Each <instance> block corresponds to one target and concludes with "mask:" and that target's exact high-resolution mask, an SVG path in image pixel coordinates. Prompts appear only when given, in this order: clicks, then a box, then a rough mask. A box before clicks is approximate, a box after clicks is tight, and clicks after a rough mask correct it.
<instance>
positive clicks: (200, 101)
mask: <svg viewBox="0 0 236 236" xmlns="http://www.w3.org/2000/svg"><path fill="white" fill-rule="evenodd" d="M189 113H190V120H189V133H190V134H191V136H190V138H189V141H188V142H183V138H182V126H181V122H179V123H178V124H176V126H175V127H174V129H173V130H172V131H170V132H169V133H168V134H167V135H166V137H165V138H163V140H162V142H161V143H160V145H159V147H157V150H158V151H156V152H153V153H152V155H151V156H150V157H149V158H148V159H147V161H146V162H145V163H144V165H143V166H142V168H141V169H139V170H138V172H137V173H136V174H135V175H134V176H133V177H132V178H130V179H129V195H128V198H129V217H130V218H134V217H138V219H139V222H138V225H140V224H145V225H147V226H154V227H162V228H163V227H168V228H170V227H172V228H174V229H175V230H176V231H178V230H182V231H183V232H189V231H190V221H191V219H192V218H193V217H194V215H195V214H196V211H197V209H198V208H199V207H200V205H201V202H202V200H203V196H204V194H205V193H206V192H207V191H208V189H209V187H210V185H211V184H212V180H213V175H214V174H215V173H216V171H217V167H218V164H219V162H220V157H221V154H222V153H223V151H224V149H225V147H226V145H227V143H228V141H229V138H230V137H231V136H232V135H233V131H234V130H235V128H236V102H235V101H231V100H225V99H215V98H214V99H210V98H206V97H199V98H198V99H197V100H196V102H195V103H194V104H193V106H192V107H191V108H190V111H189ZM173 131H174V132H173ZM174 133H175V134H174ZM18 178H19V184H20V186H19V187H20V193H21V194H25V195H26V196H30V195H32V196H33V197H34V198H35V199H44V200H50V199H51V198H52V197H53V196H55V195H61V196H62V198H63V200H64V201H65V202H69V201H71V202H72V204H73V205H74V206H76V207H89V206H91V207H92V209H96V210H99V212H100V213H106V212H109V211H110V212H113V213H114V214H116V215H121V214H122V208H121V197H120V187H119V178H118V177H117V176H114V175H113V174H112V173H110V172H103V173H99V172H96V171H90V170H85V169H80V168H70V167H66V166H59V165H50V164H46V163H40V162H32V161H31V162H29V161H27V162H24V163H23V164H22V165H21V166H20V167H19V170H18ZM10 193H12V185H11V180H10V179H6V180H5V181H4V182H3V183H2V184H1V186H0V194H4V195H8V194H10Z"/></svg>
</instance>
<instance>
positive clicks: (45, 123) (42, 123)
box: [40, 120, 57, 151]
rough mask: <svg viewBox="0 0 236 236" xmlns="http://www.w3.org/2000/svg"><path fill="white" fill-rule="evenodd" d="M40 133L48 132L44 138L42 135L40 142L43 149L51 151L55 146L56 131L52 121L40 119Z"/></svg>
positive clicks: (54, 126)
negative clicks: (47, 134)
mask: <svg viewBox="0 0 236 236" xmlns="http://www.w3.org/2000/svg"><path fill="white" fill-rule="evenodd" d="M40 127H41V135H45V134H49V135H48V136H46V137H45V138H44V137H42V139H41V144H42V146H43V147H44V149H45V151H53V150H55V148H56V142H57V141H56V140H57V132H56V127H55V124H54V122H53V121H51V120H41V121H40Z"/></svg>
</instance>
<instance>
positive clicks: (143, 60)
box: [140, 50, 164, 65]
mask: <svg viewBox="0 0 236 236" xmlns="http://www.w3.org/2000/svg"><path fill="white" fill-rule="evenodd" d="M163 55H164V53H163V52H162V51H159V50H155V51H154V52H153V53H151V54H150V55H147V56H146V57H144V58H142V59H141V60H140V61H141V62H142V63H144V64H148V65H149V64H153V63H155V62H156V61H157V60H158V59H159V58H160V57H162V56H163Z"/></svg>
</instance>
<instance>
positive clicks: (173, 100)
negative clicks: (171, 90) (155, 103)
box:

> [PROBLEM DESCRIPTION]
Return the data in full, with each line kept exactly as it is.

> [EXERCISE OUTPUT]
Each <instance> block corresponds to one target and concludes with "mask:" and that target's exact high-resolution mask, an SVG path in image pixel coordinates. Prompts appear only when given, in this order: clicks, then a box, then a rough mask. A box before clicks is approximate, a box after clicks is tight, and clicks after a rough mask correct it.
<instance>
positive clicks: (200, 101)
mask: <svg viewBox="0 0 236 236" xmlns="http://www.w3.org/2000/svg"><path fill="white" fill-rule="evenodd" d="M189 113H190V120H189V133H190V134H191V136H190V138H189V141H188V142H183V138H182V126H181V122H179V123H178V124H176V126H175V127H174V129H173V130H172V131H170V132H169V133H168V134H167V135H166V137H165V138H163V140H162V142H161V143H160V145H159V147H157V150H158V151H156V152H153V153H152V155H151V156H150V157H149V158H148V159H147V161H146V162H145V163H144V165H143V166H142V168H141V169H139V170H138V172H137V173H136V174H135V175H134V176H133V177H132V178H130V179H129V195H128V198H129V217H130V218H134V217H138V219H139V222H138V225H140V224H145V225H147V226H154V227H162V228H163V227H168V228H170V227H172V228H174V229H175V230H176V231H178V230H182V231H183V232H189V231H190V221H191V219H192V218H193V217H194V215H195V214H196V211H197V209H198V208H199V207H200V205H201V202H202V200H203V196H204V194H205V193H206V192H207V191H208V189H209V187H210V185H211V184H212V180H213V175H214V174H215V173H216V171H217V167H218V164H219V162H220V157H221V154H222V153H223V151H224V149H225V147H226V145H227V143H228V141H229V138H230V137H231V136H232V135H233V131H234V130H235V128H236V102H235V101H231V100H225V99H215V98H214V99H210V98H206V97H199V98H198V99H197V100H196V102H195V103H194V104H193V106H192V107H191V108H190V111H189ZM173 131H174V132H173ZM174 133H175V134H174ZM18 178H19V184H20V186H19V187H20V193H21V194H25V195H26V196H30V195H32V196H33V197H34V198H35V199H44V200H50V199H51V198H52V197H53V196H55V195H61V196H62V198H63V200H64V201H65V202H69V201H71V202H72V204H73V205H74V206H76V207H89V206H91V207H92V209H96V210H99V212H100V213H106V212H109V211H110V212H113V213H114V214H116V215H121V214H122V208H121V197H120V187H119V178H118V177H117V176H114V175H113V174H112V173H110V172H103V173H99V172H96V171H90V170H85V169H80V168H70V167H66V166H59V165H50V164H46V163H40V162H32V161H31V162H29V161H27V162H24V163H23V164H22V165H21V166H20V167H19V170H18ZM10 193H12V185H11V180H10V179H6V180H5V181H4V182H3V183H2V184H1V186H0V194H4V195H8V194H10Z"/></svg>
</instance>
<instance>
positive clicks: (45, 123) (42, 123)
box: [40, 120, 57, 151]
rough mask: <svg viewBox="0 0 236 236" xmlns="http://www.w3.org/2000/svg"><path fill="white" fill-rule="evenodd" d="M40 133L48 132L44 138L42 135L40 142L43 149L51 151L55 146L56 131L52 121L40 119Z"/></svg>
positive clicks: (54, 126)
negative clicks: (47, 134)
mask: <svg viewBox="0 0 236 236" xmlns="http://www.w3.org/2000/svg"><path fill="white" fill-rule="evenodd" d="M40 127H41V135H45V134H49V135H48V136H46V137H45V138H44V137H42V139H41V144H42V146H43V147H44V149H45V151H53V150H55V148H56V142H57V141H56V140H57V132H56V127H55V124H54V122H53V121H51V120H41V121H40Z"/></svg>
</instance>
<instance>
positive clicks: (143, 60)
box: [140, 50, 164, 65]
mask: <svg viewBox="0 0 236 236" xmlns="http://www.w3.org/2000/svg"><path fill="white" fill-rule="evenodd" d="M163 55H164V53H163V52H162V51H159V50H155V51H154V52H153V53H151V54H150V55H147V56H146V57H144V58H142V59H141V60H140V61H141V62H142V63H144V64H148V65H149V64H153V63H155V62H156V61H157V60H158V59H159V58H160V57H162V56H163Z"/></svg>
</instance>
<instance>
positive clicks: (173, 100)
negative clicks: (171, 90) (155, 103)
box:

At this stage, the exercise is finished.